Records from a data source
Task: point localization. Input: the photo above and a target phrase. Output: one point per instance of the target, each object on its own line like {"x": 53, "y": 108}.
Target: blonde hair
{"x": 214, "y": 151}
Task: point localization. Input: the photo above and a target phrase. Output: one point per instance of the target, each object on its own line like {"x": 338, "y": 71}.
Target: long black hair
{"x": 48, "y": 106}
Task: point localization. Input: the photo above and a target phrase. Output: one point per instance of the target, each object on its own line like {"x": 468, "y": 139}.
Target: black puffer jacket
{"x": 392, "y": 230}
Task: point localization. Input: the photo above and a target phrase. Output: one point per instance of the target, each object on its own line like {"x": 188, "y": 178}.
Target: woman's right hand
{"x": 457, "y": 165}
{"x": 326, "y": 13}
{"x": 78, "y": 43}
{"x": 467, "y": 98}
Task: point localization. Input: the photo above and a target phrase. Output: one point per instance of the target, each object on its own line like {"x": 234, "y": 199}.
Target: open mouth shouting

## EXERCISE AIM
Each line above needs to be repeated exactly, with nothing omitted.

## TASK RESPONSE
Task: point localization. Input: the photo above and a target phrase. Output: one point per instance of the target, each object on its own line like {"x": 53, "y": 108}.
Target: blonde hair
{"x": 214, "y": 151}
Task: point localization. Input: the photo above and a target phrase. Output: one point per instance of the target, each object on its own line like {"x": 338, "y": 71}.
Target: long black hair
{"x": 48, "y": 106}
Task: point localization. Input: the photo above and a target phrase. Output: one point per instance of the target, each object on its own line like {"x": 468, "y": 139}.
Target: black puffer jacket
{"x": 392, "y": 230}
Task: point localization. Input: the photo above and a target phrase. Output: one point per instance of the target, each object on its own line like {"x": 188, "y": 178}.
Target: woman's right hand
{"x": 457, "y": 165}
{"x": 326, "y": 13}
{"x": 78, "y": 43}
{"x": 467, "y": 98}
Task: point localization. Input: the photo above and a target phrase. Output: one point per instance of the target, each object on its own line like {"x": 234, "y": 199}.
Target: open mouth shouting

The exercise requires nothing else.